• **Information provided**:

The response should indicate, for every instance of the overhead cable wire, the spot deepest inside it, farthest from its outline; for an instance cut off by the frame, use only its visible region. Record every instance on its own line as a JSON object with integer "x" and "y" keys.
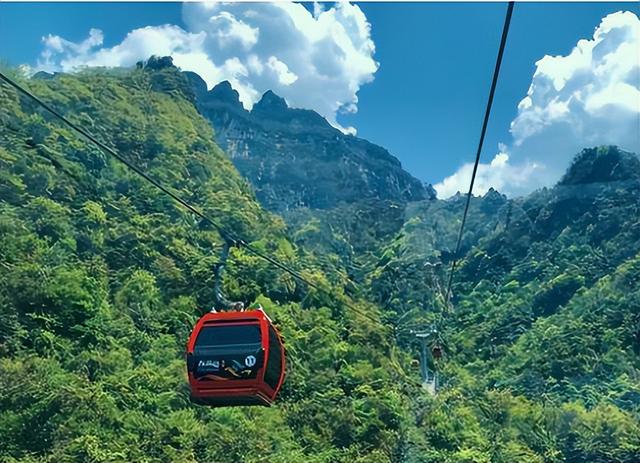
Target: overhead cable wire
{"x": 487, "y": 113}
{"x": 223, "y": 233}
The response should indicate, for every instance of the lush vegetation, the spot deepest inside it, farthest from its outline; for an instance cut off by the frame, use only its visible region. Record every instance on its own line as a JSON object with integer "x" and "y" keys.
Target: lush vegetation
{"x": 102, "y": 277}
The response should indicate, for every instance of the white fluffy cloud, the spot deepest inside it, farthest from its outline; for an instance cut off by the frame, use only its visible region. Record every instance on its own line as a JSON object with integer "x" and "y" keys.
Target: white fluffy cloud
{"x": 589, "y": 97}
{"x": 314, "y": 60}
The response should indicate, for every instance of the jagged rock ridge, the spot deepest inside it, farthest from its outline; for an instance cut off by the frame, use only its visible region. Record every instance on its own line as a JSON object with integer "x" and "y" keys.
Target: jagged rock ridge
{"x": 295, "y": 158}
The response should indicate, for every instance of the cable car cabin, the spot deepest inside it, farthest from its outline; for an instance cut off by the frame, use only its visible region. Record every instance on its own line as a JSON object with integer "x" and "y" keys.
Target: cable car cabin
{"x": 235, "y": 358}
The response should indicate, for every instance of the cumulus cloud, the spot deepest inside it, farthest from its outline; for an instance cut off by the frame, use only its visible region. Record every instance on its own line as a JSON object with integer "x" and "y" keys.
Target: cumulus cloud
{"x": 589, "y": 97}
{"x": 316, "y": 60}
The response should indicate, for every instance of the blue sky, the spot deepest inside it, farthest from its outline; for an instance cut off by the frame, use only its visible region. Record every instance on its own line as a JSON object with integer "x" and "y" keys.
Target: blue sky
{"x": 423, "y": 101}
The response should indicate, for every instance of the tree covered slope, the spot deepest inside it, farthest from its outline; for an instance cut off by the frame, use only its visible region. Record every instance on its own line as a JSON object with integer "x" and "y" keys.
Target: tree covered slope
{"x": 102, "y": 277}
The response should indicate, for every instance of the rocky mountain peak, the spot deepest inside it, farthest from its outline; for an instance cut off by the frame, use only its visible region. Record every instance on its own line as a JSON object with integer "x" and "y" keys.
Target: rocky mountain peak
{"x": 270, "y": 102}
{"x": 225, "y": 93}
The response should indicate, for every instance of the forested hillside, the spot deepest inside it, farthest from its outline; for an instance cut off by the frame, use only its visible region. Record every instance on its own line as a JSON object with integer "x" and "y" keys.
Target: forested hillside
{"x": 102, "y": 277}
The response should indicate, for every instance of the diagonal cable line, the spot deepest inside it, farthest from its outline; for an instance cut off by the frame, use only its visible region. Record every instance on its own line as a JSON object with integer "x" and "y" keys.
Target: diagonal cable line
{"x": 494, "y": 83}
{"x": 225, "y": 234}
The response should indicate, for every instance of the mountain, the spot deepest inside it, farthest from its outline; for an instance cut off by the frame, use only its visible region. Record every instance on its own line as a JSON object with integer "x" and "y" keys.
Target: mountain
{"x": 102, "y": 277}
{"x": 295, "y": 158}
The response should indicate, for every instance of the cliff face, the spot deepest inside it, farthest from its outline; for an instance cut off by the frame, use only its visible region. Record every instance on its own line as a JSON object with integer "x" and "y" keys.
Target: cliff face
{"x": 295, "y": 158}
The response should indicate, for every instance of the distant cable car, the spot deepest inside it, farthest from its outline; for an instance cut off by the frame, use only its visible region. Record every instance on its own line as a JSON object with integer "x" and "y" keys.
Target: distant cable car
{"x": 235, "y": 358}
{"x": 436, "y": 352}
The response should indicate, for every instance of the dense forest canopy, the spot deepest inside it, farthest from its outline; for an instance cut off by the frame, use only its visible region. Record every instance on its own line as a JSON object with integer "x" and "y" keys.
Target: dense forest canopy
{"x": 102, "y": 277}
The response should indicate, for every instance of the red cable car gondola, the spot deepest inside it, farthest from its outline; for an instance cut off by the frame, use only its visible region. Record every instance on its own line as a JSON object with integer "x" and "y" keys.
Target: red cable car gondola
{"x": 235, "y": 358}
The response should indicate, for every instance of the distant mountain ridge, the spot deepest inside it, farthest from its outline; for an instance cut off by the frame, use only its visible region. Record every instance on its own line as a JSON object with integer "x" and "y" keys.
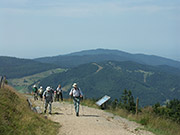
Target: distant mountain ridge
{"x": 16, "y": 68}
{"x": 148, "y": 83}
{"x": 99, "y": 55}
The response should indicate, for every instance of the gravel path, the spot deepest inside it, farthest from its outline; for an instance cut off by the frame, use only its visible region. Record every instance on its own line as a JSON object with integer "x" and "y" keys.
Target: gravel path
{"x": 91, "y": 121}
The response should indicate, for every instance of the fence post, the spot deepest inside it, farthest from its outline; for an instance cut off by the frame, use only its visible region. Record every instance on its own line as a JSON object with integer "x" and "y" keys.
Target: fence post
{"x": 137, "y": 105}
{"x": 1, "y": 81}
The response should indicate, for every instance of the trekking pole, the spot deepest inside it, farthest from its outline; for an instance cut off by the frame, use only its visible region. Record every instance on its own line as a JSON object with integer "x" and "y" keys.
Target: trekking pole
{"x": 71, "y": 105}
{"x": 82, "y": 106}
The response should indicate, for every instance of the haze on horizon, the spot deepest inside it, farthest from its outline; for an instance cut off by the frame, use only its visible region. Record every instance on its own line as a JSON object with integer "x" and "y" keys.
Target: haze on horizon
{"x": 32, "y": 29}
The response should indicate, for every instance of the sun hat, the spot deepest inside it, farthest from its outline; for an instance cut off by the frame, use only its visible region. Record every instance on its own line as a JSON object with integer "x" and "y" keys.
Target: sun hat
{"x": 75, "y": 85}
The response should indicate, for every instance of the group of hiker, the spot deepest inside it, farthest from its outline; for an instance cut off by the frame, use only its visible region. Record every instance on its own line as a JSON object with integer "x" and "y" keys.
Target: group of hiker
{"x": 49, "y": 94}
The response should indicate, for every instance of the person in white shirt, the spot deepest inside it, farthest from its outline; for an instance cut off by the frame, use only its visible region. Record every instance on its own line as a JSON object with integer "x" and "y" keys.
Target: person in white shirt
{"x": 58, "y": 93}
{"x": 76, "y": 93}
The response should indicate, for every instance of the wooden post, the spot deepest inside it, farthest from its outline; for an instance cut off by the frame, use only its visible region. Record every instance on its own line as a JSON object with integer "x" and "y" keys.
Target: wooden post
{"x": 137, "y": 105}
{"x": 1, "y": 81}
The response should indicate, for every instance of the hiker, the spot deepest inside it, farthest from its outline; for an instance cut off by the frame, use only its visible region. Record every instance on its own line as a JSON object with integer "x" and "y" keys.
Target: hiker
{"x": 40, "y": 91}
{"x": 76, "y": 94}
{"x": 35, "y": 92}
{"x": 58, "y": 93}
{"x": 48, "y": 97}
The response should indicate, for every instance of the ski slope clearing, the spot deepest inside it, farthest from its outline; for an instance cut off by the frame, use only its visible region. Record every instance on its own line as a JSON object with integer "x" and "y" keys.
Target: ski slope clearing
{"x": 91, "y": 121}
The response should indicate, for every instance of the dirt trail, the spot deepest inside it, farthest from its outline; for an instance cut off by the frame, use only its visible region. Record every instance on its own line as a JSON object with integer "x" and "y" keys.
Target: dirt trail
{"x": 91, "y": 121}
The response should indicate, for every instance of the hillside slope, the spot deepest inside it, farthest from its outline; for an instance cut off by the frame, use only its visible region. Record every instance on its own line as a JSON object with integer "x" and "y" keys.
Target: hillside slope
{"x": 17, "y": 118}
{"x": 148, "y": 83}
{"x": 16, "y": 68}
{"x": 99, "y": 55}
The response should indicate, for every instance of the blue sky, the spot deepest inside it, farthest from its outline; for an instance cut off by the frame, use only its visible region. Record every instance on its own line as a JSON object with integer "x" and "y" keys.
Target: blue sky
{"x": 37, "y": 28}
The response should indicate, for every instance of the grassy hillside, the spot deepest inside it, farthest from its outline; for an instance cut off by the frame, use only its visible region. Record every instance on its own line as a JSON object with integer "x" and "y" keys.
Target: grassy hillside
{"x": 24, "y": 83}
{"x": 17, "y": 118}
{"x": 17, "y": 68}
{"x": 148, "y": 83}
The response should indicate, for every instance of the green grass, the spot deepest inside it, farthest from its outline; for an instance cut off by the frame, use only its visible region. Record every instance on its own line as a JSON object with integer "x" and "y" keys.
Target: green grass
{"x": 22, "y": 84}
{"x": 16, "y": 118}
{"x": 156, "y": 124}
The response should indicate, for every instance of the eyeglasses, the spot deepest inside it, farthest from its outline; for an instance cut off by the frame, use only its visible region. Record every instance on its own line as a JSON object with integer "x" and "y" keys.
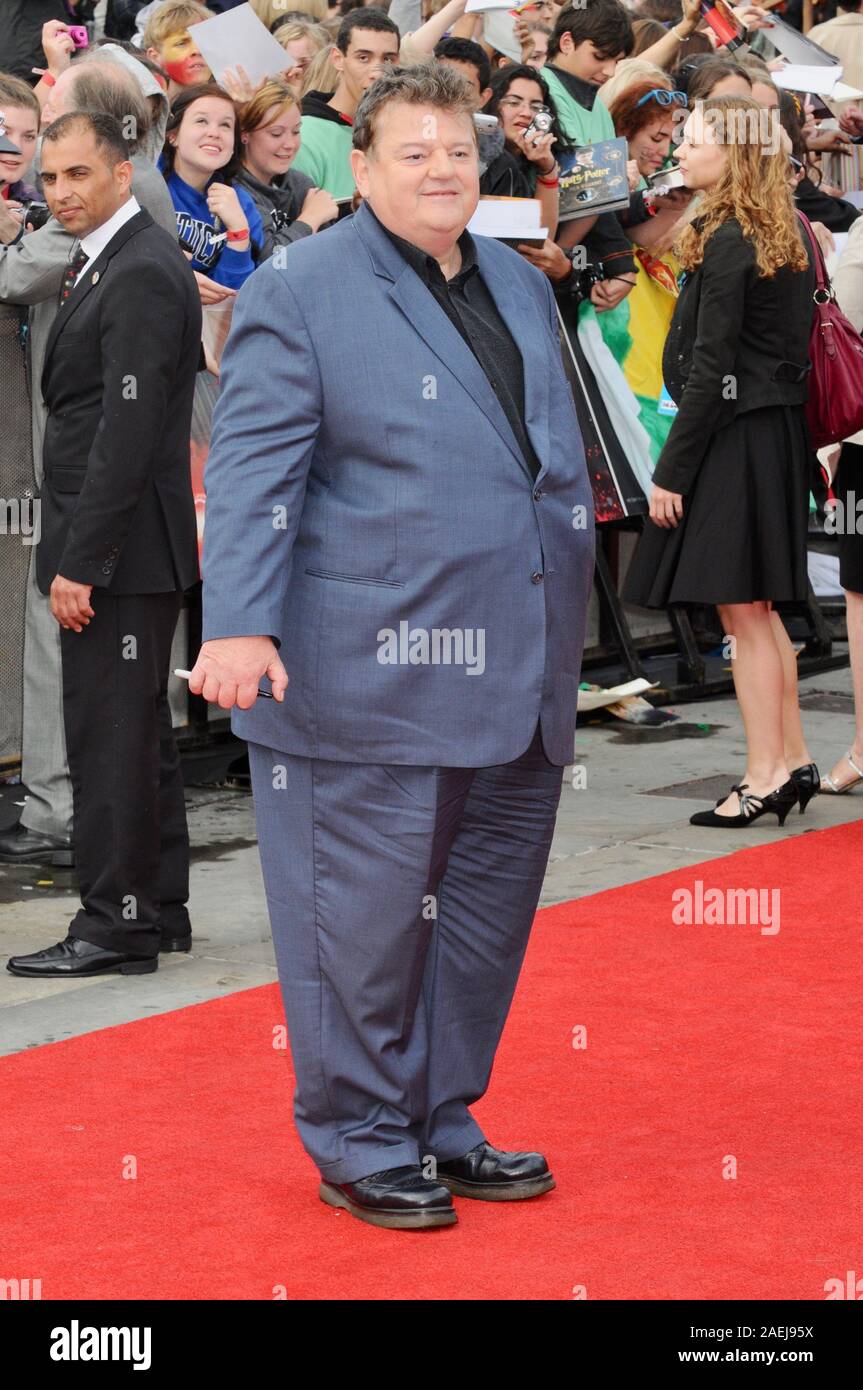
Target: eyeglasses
{"x": 512, "y": 103}
{"x": 663, "y": 97}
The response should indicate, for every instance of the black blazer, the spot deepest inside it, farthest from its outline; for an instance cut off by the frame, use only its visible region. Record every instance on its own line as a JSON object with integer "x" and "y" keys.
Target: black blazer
{"x": 118, "y": 382}
{"x": 737, "y": 341}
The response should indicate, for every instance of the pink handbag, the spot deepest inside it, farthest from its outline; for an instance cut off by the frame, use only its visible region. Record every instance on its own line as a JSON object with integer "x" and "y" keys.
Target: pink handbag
{"x": 834, "y": 409}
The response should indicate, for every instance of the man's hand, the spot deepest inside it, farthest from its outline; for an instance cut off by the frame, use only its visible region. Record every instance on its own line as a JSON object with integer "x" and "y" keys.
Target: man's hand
{"x": 549, "y": 259}
{"x": 209, "y": 291}
{"x": 71, "y": 603}
{"x": 57, "y": 46}
{"x": 607, "y": 293}
{"x": 676, "y": 200}
{"x": 837, "y": 142}
{"x": 852, "y": 120}
{"x": 228, "y": 669}
{"x": 666, "y": 508}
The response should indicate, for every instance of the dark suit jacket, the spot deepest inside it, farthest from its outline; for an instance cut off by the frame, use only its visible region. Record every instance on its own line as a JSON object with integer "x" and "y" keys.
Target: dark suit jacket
{"x": 737, "y": 342}
{"x": 118, "y": 382}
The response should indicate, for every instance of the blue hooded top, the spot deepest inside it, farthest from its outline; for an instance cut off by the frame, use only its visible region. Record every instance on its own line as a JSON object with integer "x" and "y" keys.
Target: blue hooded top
{"x": 196, "y": 225}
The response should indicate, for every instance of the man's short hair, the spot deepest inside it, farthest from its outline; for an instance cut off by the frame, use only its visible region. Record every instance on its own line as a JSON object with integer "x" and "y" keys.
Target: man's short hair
{"x": 106, "y": 131}
{"x": 103, "y": 85}
{"x": 366, "y": 18}
{"x": 464, "y": 50}
{"x": 427, "y": 84}
{"x": 173, "y": 17}
{"x": 605, "y": 22}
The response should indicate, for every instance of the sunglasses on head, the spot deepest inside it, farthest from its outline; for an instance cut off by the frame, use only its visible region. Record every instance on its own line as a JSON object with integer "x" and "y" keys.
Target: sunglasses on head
{"x": 663, "y": 97}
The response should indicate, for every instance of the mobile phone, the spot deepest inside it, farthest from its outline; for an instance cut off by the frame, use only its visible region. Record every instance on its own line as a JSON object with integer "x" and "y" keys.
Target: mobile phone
{"x": 727, "y": 28}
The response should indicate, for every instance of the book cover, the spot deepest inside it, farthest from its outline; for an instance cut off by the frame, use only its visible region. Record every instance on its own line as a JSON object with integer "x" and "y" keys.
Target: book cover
{"x": 594, "y": 180}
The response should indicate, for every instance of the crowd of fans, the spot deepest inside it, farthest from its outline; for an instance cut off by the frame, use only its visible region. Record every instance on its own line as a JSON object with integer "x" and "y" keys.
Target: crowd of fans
{"x": 239, "y": 171}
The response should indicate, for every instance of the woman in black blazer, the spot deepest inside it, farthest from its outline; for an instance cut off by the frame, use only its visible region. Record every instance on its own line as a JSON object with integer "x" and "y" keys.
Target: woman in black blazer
{"x": 730, "y": 502}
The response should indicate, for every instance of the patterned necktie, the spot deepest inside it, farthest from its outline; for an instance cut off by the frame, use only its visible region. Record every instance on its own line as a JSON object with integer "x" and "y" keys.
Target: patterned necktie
{"x": 77, "y": 263}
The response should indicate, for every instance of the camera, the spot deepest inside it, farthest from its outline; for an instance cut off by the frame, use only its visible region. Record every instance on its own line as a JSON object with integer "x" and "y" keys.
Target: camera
{"x": 541, "y": 124}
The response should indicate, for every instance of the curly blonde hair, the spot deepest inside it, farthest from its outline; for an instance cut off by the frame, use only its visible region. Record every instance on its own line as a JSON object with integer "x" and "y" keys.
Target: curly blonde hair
{"x": 753, "y": 188}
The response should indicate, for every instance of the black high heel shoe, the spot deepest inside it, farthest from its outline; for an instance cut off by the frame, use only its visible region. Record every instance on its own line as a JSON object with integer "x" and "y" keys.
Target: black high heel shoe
{"x": 808, "y": 783}
{"x": 776, "y": 804}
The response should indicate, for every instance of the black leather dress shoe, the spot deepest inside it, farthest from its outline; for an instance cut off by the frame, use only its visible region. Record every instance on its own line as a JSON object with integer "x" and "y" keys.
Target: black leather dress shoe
{"x": 72, "y": 959}
{"x": 174, "y": 941}
{"x": 396, "y": 1197}
{"x": 495, "y": 1176}
{"x": 20, "y": 845}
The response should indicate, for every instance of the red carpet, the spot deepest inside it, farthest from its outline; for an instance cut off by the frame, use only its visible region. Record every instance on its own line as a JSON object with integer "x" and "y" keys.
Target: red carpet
{"x": 703, "y": 1041}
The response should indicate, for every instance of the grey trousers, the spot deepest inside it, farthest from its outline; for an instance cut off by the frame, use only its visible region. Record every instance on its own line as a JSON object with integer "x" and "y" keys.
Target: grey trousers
{"x": 400, "y": 901}
{"x": 43, "y": 763}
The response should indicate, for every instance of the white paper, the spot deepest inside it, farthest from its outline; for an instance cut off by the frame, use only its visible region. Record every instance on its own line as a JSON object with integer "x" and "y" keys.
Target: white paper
{"x": 602, "y": 698}
{"x": 833, "y": 257}
{"x": 842, "y": 92}
{"x": 517, "y": 218}
{"x": 798, "y": 78}
{"x": 239, "y": 39}
{"x": 499, "y": 32}
{"x": 795, "y": 46}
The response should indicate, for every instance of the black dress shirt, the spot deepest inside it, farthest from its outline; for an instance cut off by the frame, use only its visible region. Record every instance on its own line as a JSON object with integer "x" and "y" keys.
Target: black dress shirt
{"x": 469, "y": 305}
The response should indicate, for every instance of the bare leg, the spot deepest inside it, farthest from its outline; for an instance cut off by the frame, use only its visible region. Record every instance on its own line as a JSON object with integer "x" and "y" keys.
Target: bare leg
{"x": 796, "y": 752}
{"x": 759, "y": 681}
{"x": 853, "y": 610}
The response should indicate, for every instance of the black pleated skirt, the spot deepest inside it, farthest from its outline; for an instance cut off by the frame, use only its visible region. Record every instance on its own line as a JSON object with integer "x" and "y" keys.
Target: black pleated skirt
{"x": 742, "y": 535}
{"x": 848, "y": 487}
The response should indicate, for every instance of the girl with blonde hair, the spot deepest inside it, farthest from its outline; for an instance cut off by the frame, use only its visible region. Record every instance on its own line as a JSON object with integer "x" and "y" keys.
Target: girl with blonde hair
{"x": 730, "y": 499}
{"x": 288, "y": 202}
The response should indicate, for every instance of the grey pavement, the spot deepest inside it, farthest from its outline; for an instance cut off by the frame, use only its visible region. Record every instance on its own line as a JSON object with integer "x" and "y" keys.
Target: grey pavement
{"x": 628, "y": 820}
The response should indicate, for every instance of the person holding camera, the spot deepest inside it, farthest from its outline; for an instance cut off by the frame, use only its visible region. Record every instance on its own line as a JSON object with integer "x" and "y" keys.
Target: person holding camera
{"x": 521, "y": 102}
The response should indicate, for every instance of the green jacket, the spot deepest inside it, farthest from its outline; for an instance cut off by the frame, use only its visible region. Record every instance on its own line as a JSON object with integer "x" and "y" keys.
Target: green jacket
{"x": 580, "y": 123}
{"x": 325, "y": 143}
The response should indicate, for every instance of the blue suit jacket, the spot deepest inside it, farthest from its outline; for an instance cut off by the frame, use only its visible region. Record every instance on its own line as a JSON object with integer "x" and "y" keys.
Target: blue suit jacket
{"x": 368, "y": 506}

• **Description of the task**: From the line that has "Target: pink handbag" through the line that has "The response should indicate, for every instance of the dark", copy every line exactly as it appears above, and leave out all others.

• **Exercise solution**:
Target: pink handbag
{"x": 834, "y": 409}
The response should indicate, for every instance of the man's hand, the spot deepest inside it, farthest from its outline; for an instance cut off by the frame, use only its visible region. Record every instance on its own line as a JSON object with integer "x" and "y" keys.
Target: man's hand
{"x": 549, "y": 259}
{"x": 209, "y": 291}
{"x": 71, "y": 603}
{"x": 57, "y": 46}
{"x": 607, "y": 293}
{"x": 676, "y": 200}
{"x": 837, "y": 142}
{"x": 852, "y": 120}
{"x": 228, "y": 669}
{"x": 666, "y": 508}
The response should indicate, for every instance of the dark suit jacket, the spot deepest inside it, farthest from its outline; for an instance cut off by the frame, use only its visible region. Record every instance on its own line as a JSON object with integer "x" and "y" keys.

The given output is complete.